* _Document section_:
────────────────

It can be stressful knowing that co-workers, clients, or employees are sitting around waiting for your response. Consider adding an auto-response to your email account that tells people when you check your email, when they can expect a response, and how they can get in touch with you if it’s an emergency.

Unsubscribe From Junk

No matter how much we try, we over-subscribe to newsletters and updates and our email addresses end up on countless marketing lists. That cool housewares store’s newsletter seemed like a great idea at the time but deleting it every week takes actual time from your day. Handle unimportant senders immediately: Unsubscribe from their lists and nip it in the bud. A good tool for unsubscribing from many lists quickly is Unroll.me, a very simple little tool that can be quite effective at slowing the stream of junk to your inbox.

Create Template Emails

When you’re emailing clients, leads, project breakdowns, or anything else that you send out often, you’ll usually use the same stock wording in your message. Just like an automatic signature, create a few email templates to avoid writing the same things over and over again. Or check out the fabulous program ActiveWords that will substitute any text for a few simple keystrokes. This gives you even more fine control and virtually eliminates retyping of common responses.

────────────────

* _The records_:
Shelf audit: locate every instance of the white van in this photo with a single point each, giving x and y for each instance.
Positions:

────────────────

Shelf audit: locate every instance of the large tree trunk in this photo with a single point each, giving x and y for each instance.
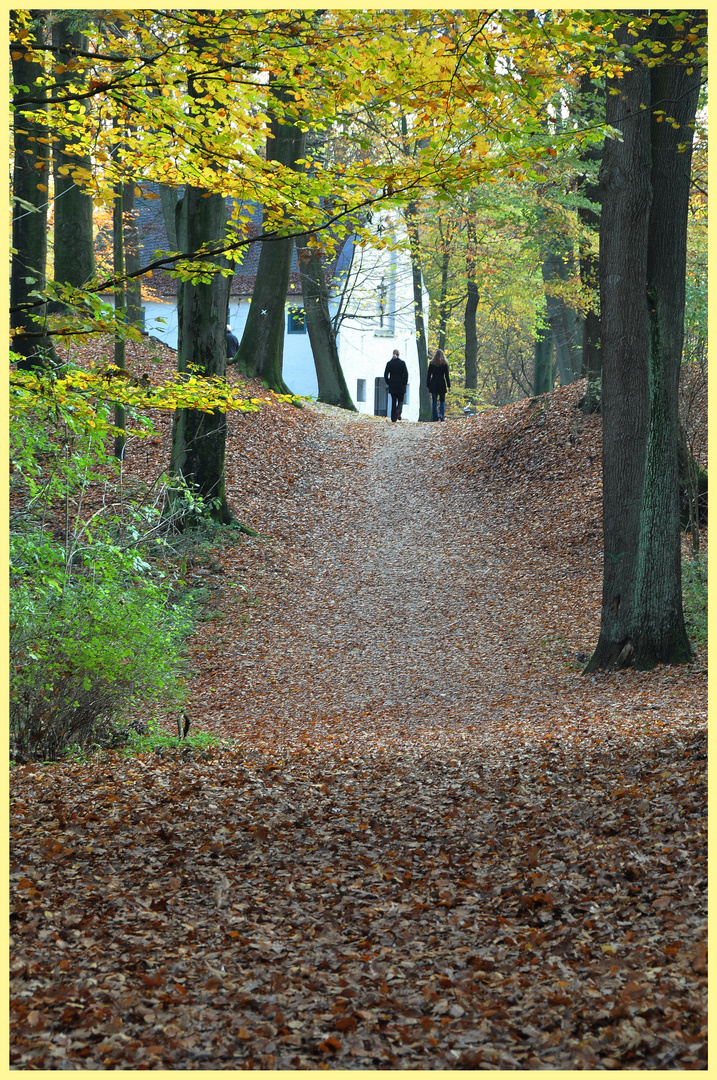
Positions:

────────────────

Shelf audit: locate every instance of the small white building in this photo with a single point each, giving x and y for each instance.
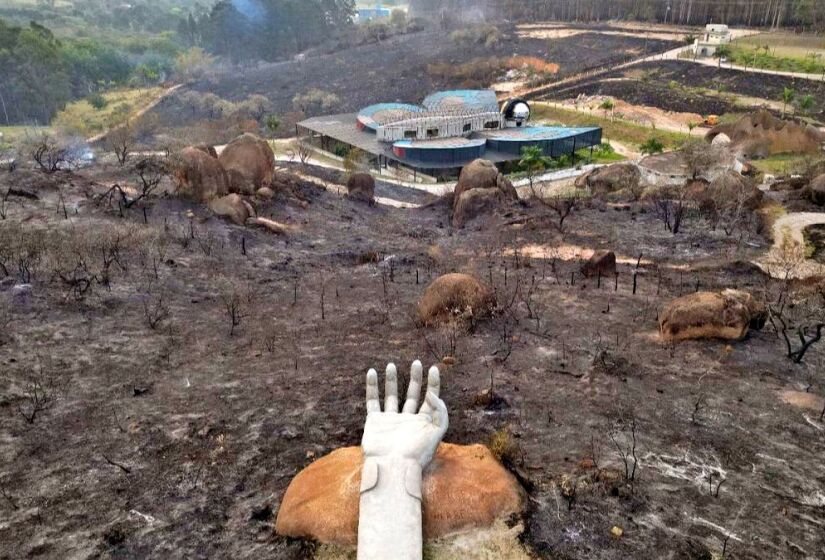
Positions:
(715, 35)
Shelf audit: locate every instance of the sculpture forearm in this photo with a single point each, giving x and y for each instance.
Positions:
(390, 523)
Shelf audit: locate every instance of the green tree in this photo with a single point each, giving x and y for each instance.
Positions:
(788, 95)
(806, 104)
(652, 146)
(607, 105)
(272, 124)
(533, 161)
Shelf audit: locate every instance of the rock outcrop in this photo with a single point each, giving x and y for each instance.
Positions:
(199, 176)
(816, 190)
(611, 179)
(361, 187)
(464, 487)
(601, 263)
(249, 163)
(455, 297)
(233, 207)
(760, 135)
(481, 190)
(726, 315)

────────────────

* _What to do_:
[1] Print the section of the email tips from "No matter how" to "to your inbox.", word for word.
[2] How many rows contain the word "giving"? Reply with the number alone.
The email tips and the rows have no connection to each other.

* _Answers for the tasks_:
[1]
No matter how much we try, we over-subscribe to newsletters and updates and our email addresses end up on countless marketing lists. That cool housewares store’s newsletter seemed like a great idea at the time but deleting it every week takes actual time from your day. Handle unimportant senders immediately: Unsubscribe from their lists and nip it in the bud. A good tool for unsubscribing from many lists quickly is Unroll.me, a very simple little tool that can be quite effective at slowing the stream of junk to your inbox.

[2] 6